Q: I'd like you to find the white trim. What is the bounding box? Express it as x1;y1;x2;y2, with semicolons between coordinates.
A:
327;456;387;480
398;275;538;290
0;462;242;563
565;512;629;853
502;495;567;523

•••••

- WHAT YOU WILL DO -
Copy the lines above exactly as they appear.

- OUTPUT -
Q: I'd like you to find the white trim. What is the bounding box? Express it as x1;y1;x2;y2, with semicolons between coordinates.
A:
327;456;387;480
398;275;538;290
0;462;242;563
565;512;629;853
502;495;567;523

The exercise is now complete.